§ Activité A:
Indiquez si chacun des énoncés (i), (ii) et (iii) concorde avec l'entretien avec Marcel Gauchet, en répondant par oui ou non et en citant les mots décisifs de l'entretien tels quels. (i) L'entretien a paru dans Acteurs publics le 8 mars 2016. (ii) D'après Marcel Gauchet, la grande rupture est la chute du mur de Berlin. (iii) Marcel Gauchet se dit certain que les dirigeants politiques retrouvent la confiance des citoyens.
§ Activité B:
Répondez aux questions suivantes d'après l'entretien, en numérotant vos réponses de la même façon.
(i) Qui a recueilli les propos ?
(ii) Quelles fonctions ont été plébiscitées après la vague terroriste de 2015 ?
(iii) À partir de quel événement la fonction de défense devient-elle aussi celle des citoyens ?
§ Activité C:
Recopiez, s'il vous plaît, le passage de l'entretien qui va de « Dans un entretien » jusqu'à « de contre-pouvoirs locaux. ».

§ Texte source:

Marcel Gauchet : “La demande d’État continue d’être forte mais les gens ne veulent plus de l’État à l’ancienne”

Entretien avec Marcel Gauchet publié par Acteurs publics le 8 mars 2016.
Propos recueillis par Bruno Botella et Sylvain Henry.

Dans un entretien exclusif à Acteurs publics, le philosophe et historien analyse la nouvelle attente des citoyens vis-à-vis de l’État depuis la vague d’attentats, l’évolution des services publics, la transparence, notre système de nominations… Il dresse un constat d’échec de la “décentralisation à la française”, faute de contre-pouvoirs locaux.

La période que nous vivons depuis les attentats de 2015 en France peut-elle recréer un lien de confiance entre les citoyens et leurs responsables publics ? 
Nous assistons, de la part des citoyens, à une sorte de prise de conscience de la fonction de sécurité publique. Cette dimension s’était diluée avec la disparition de l’horizon de la guerre. Il faut savoir que toute l’organisation publique depuis des siècles s’était définie sur des impératifs constitutifs du pouvoir régalien de la défense nationale. Avec un renforcement de principe avec la Révolution française, car cette fonction de défense devient aussi celle des citoyens. C’est alors l’affaire de tous. Cela a évidemment été le cas au XXe siècle, avec ses guerres terribles, et jusqu’à une date récente. La grande rupture, c’est la fin de la guerre froide. Et puis, avec la vague terroriste de 2015, la fonction de sécurité retrouve une certaine acuité. Qui s’est d’ailleurs extraordinairement manifestée par le plébiscite de la police et de l’armée, fonctions qui n’avaient plus forcément la cote ces dernières années. La grande nouveauté, c’est la réappropriation de cette nécessité de sécurité. À partir de là, il faut distinguer les institutions, les fonctions et leurs titulaires. La fonction régalienne rentre dans l’indiscutable, les institutions qui la manifestent retrouvent une popularité qui peut surprendre et, dans le même temps, est-ce que les dirigeants politiques retrouvent la confiance des citoyens ? Sur le fond, j’ai des doutes…

Vous dénoncez souvent l’incapacité ou le manque de volonté des responsables politiques à prendre en compte les évolutions de notre époque. La période sécuritaire que nous vivons peut-elle faire évoluer les choses ?

§ Données extraites:

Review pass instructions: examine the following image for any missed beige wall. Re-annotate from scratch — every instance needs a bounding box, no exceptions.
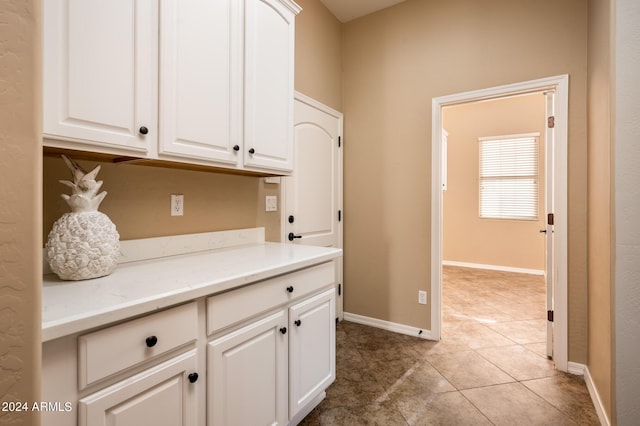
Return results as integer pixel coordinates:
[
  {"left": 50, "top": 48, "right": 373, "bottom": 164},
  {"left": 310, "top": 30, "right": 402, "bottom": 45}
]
[
  {"left": 43, "top": 157, "right": 266, "bottom": 241},
  {"left": 343, "top": 0, "right": 587, "bottom": 363},
  {"left": 43, "top": 0, "right": 342, "bottom": 246},
  {"left": 442, "top": 93, "right": 546, "bottom": 271},
  {"left": 295, "top": 0, "right": 342, "bottom": 111},
  {"left": 608, "top": 0, "right": 640, "bottom": 425},
  {"left": 0, "top": 0, "right": 42, "bottom": 426},
  {"left": 587, "top": 0, "right": 613, "bottom": 417}
]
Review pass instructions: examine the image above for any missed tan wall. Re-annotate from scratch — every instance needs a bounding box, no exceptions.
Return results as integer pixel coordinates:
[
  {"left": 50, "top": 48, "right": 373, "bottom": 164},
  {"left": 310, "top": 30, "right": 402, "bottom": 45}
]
[
  {"left": 295, "top": 0, "right": 342, "bottom": 111},
  {"left": 587, "top": 0, "right": 613, "bottom": 418},
  {"left": 0, "top": 0, "right": 42, "bottom": 426},
  {"left": 343, "top": 0, "right": 587, "bottom": 363},
  {"left": 43, "top": 0, "right": 342, "bottom": 245},
  {"left": 442, "top": 93, "right": 546, "bottom": 271}
]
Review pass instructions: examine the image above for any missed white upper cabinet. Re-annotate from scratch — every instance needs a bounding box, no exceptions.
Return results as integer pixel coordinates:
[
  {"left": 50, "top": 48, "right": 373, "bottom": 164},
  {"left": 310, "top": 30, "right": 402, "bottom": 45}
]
[
  {"left": 159, "top": 0, "right": 242, "bottom": 164},
  {"left": 43, "top": 0, "right": 300, "bottom": 173},
  {"left": 43, "top": 0, "right": 157, "bottom": 155},
  {"left": 244, "top": 0, "right": 300, "bottom": 171}
]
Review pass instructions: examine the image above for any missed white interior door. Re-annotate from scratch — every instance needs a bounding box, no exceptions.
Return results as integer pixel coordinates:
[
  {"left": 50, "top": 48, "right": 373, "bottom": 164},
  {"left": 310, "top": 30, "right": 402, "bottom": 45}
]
[
  {"left": 540, "top": 90, "right": 555, "bottom": 359},
  {"left": 282, "top": 93, "right": 342, "bottom": 318}
]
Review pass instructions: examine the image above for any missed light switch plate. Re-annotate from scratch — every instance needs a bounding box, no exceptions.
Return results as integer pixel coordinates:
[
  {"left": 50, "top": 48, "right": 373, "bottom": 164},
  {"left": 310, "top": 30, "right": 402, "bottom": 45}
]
[
  {"left": 171, "top": 194, "right": 184, "bottom": 216},
  {"left": 265, "top": 195, "right": 278, "bottom": 212}
]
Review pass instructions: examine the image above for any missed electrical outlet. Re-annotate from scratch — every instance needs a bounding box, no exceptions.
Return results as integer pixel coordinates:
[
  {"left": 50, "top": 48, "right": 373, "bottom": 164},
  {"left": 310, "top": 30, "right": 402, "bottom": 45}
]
[
  {"left": 171, "top": 194, "right": 184, "bottom": 216},
  {"left": 264, "top": 195, "right": 278, "bottom": 212}
]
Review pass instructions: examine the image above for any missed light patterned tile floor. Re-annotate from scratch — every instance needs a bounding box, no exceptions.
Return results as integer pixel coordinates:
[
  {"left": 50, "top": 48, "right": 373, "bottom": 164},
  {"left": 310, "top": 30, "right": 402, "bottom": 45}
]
[{"left": 301, "top": 266, "right": 599, "bottom": 426}]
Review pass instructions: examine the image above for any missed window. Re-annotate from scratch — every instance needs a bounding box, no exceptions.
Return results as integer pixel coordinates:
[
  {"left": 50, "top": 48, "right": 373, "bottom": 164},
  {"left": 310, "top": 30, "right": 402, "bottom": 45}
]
[{"left": 479, "top": 134, "right": 539, "bottom": 220}]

§ Corrigé A:
(i) Oui : « publié par Acteurs publics le 8 mars 2016 ».
(ii) Non : « La grande rupture, c’est la fin de la guerre froide. »
(iii) Non : « Sur le fond, j’ai des doutes… »

§ Corrigé B:
(i) Bruno Botella et Sylvain Henry.
(ii) La police et l'armée.
(iii) La Révolution française.

§ Corrigé C:
Dans un entretien exclusif à Acteurs publics, le philosophe et historien analyse la nouvelle attente des citoyens vis-à-vis de l’État depuis la vague d’attentats, l’évolution des services publics, la transparence, notre système de nominations… Il dresse un constat d’échec de la “décentralisation à la française”, faute de contre-pouvoirs locaux.